YOUR GOAL: Lines holding the word "flowering" in the following material must be counted; give only the resulting number.

────────────────────────────────────────

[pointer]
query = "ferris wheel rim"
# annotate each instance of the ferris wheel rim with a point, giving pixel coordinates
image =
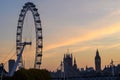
(29, 6)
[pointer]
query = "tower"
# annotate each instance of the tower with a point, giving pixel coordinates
(75, 65)
(97, 62)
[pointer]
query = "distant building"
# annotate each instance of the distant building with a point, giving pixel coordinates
(70, 68)
(97, 62)
(11, 64)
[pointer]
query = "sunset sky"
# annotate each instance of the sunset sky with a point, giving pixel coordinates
(82, 26)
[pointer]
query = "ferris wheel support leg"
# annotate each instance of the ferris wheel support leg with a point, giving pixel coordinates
(19, 57)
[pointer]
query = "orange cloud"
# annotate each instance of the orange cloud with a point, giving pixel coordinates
(97, 34)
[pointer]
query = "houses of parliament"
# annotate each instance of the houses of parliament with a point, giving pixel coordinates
(68, 68)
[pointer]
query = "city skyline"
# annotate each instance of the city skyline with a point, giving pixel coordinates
(82, 26)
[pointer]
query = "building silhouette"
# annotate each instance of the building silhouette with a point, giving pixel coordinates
(97, 62)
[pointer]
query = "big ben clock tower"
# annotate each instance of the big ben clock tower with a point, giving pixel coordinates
(97, 62)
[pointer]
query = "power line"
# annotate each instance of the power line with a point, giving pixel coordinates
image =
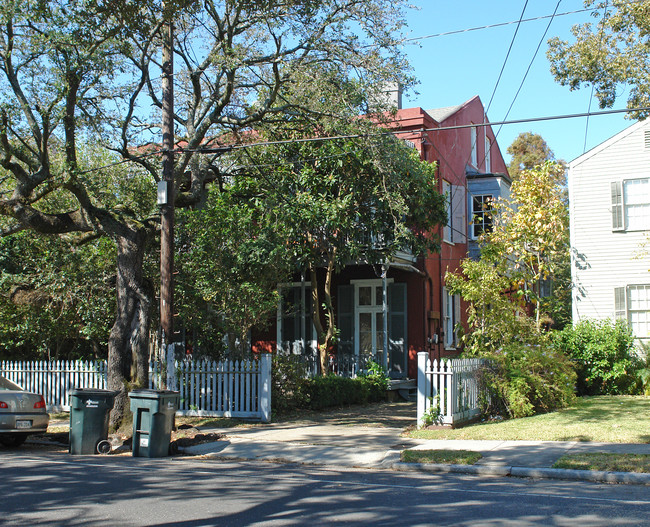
(222, 149)
(501, 24)
(505, 61)
(541, 40)
(600, 43)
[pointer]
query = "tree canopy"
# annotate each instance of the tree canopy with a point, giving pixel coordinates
(74, 73)
(610, 54)
(528, 150)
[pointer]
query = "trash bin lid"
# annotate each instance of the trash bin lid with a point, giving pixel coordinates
(152, 394)
(92, 392)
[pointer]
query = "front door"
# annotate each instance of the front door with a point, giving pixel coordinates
(361, 324)
(369, 318)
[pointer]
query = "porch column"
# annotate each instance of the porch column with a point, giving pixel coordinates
(384, 306)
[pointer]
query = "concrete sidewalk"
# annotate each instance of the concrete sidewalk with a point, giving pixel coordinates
(379, 447)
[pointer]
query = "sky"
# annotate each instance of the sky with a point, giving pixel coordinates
(452, 69)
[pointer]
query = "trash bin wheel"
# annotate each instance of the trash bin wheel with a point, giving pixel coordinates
(104, 447)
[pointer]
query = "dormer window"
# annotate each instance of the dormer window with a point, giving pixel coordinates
(481, 215)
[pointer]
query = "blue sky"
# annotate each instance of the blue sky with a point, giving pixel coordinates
(453, 68)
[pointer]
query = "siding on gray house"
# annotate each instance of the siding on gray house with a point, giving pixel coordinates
(609, 209)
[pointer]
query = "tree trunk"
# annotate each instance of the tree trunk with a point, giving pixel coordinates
(325, 335)
(128, 353)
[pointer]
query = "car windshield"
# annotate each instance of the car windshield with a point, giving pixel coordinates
(6, 384)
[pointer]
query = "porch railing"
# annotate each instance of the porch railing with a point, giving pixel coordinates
(228, 388)
(452, 385)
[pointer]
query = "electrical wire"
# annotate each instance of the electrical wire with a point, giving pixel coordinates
(541, 41)
(501, 24)
(591, 97)
(505, 61)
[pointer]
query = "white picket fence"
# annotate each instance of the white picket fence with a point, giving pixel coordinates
(452, 384)
(217, 389)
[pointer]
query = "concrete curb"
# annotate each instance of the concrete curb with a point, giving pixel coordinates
(629, 478)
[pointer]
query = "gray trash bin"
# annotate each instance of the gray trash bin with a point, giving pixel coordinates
(154, 413)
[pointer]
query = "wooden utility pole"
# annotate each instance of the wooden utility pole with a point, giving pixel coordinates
(167, 202)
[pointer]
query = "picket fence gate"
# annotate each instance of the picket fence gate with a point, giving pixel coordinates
(451, 384)
(239, 389)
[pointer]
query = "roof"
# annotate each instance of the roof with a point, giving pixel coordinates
(440, 114)
(609, 142)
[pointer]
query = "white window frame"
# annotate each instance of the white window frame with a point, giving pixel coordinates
(450, 318)
(375, 307)
(624, 308)
(298, 347)
(481, 214)
(446, 230)
(473, 137)
(622, 204)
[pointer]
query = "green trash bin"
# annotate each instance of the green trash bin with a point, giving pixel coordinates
(89, 413)
(154, 413)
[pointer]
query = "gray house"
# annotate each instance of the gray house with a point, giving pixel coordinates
(609, 196)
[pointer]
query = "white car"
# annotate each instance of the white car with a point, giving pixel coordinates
(21, 413)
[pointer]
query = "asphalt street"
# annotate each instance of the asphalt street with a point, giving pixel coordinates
(54, 488)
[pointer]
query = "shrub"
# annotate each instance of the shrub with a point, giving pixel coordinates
(523, 379)
(292, 390)
(289, 383)
(603, 355)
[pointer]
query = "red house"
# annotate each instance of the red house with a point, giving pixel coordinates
(404, 306)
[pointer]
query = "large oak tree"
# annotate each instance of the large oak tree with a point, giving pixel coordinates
(88, 71)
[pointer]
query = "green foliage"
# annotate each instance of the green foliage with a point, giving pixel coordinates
(289, 383)
(433, 414)
(231, 258)
(495, 318)
(56, 298)
(293, 390)
(609, 55)
(603, 356)
(330, 391)
(528, 150)
(377, 380)
(523, 380)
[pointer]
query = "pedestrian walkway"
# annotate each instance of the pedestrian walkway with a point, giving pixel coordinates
(354, 444)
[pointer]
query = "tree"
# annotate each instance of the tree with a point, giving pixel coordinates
(528, 150)
(350, 200)
(531, 231)
(231, 258)
(88, 69)
(609, 54)
(57, 300)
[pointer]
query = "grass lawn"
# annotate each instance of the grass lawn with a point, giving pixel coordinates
(607, 462)
(608, 419)
(451, 457)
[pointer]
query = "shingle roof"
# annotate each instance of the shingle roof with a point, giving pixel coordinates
(440, 114)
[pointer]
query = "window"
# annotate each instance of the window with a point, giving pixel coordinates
(446, 191)
(451, 317)
(456, 229)
(473, 140)
(296, 333)
(632, 303)
(630, 201)
(481, 215)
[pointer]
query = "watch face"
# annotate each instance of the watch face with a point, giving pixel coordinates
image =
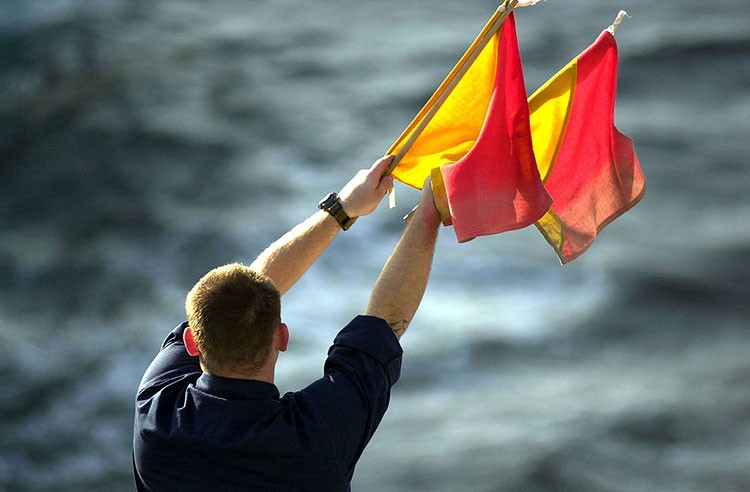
(328, 201)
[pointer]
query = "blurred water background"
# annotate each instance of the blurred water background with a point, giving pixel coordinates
(143, 142)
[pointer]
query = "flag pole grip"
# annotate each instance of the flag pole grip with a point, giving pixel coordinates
(442, 93)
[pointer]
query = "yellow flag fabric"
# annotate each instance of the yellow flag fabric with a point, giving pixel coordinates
(456, 125)
(588, 167)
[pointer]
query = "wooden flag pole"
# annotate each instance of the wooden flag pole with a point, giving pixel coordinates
(616, 23)
(450, 82)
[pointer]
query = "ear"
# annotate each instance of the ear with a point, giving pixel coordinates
(187, 337)
(281, 337)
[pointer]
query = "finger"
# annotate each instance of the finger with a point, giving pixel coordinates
(386, 183)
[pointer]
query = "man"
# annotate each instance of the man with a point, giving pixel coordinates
(208, 415)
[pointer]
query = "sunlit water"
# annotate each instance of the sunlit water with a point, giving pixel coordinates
(144, 142)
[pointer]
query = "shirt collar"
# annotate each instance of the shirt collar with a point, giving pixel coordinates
(237, 389)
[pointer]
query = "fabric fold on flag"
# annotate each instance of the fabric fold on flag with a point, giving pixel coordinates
(589, 168)
(478, 146)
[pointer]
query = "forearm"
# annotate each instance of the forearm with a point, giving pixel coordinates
(403, 280)
(290, 256)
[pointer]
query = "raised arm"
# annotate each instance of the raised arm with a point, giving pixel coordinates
(289, 257)
(403, 280)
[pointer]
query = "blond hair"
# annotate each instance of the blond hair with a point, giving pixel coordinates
(233, 312)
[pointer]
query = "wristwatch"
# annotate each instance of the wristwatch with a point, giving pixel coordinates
(332, 204)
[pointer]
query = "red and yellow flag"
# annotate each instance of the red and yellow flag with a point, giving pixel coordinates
(477, 146)
(589, 168)
(501, 162)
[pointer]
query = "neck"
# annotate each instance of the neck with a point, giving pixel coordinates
(267, 373)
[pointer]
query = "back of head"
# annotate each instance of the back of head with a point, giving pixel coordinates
(233, 312)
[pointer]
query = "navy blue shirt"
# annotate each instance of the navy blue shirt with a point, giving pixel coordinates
(195, 431)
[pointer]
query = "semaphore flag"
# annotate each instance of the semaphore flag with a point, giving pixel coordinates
(501, 162)
(477, 146)
(589, 168)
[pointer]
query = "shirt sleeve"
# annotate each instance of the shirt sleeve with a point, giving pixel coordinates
(352, 397)
(171, 363)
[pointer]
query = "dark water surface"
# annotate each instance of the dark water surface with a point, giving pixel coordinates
(144, 142)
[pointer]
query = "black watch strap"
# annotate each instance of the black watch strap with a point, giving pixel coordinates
(332, 204)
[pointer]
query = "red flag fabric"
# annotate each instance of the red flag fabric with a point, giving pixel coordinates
(589, 168)
(496, 186)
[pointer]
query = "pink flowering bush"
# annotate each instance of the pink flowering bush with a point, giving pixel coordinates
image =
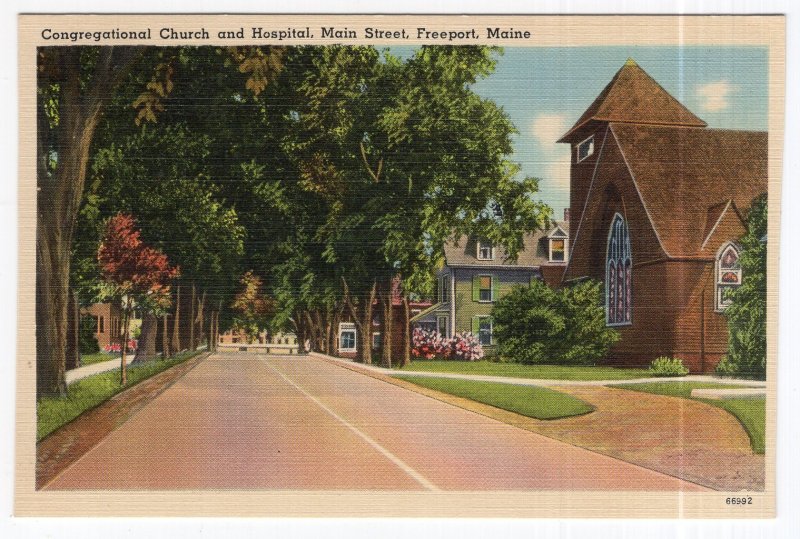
(431, 345)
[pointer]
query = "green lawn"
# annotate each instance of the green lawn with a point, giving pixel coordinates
(536, 402)
(751, 413)
(87, 393)
(88, 359)
(517, 370)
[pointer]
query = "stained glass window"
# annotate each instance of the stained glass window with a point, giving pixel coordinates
(618, 273)
(728, 275)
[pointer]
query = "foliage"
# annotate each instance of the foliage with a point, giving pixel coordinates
(530, 401)
(87, 338)
(132, 268)
(517, 370)
(667, 366)
(537, 324)
(747, 315)
(253, 308)
(90, 392)
(751, 413)
(430, 344)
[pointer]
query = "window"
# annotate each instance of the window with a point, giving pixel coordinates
(441, 325)
(444, 288)
(558, 250)
(485, 250)
(485, 288)
(347, 337)
(485, 330)
(585, 149)
(729, 275)
(618, 273)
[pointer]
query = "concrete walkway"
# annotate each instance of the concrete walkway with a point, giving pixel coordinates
(96, 368)
(542, 382)
(103, 366)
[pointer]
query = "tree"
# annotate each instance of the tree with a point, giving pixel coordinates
(253, 308)
(137, 274)
(747, 314)
(538, 324)
(74, 86)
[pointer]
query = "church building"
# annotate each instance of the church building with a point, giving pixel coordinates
(658, 201)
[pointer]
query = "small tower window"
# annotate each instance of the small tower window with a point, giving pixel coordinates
(485, 250)
(585, 149)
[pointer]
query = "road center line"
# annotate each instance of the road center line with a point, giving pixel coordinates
(419, 478)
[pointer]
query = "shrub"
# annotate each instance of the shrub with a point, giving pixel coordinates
(537, 324)
(431, 345)
(668, 366)
(747, 315)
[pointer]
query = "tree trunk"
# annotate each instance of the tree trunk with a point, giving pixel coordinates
(126, 322)
(201, 305)
(386, 327)
(73, 353)
(366, 326)
(60, 192)
(146, 350)
(407, 332)
(176, 323)
(192, 320)
(300, 332)
(165, 337)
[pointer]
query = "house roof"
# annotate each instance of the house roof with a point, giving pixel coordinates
(634, 96)
(534, 253)
(687, 176)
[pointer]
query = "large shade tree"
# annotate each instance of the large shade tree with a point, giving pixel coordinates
(74, 87)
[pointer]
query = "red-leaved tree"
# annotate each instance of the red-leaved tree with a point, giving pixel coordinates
(135, 273)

────────────────────────────────────────

YOUR RESPONSE: 2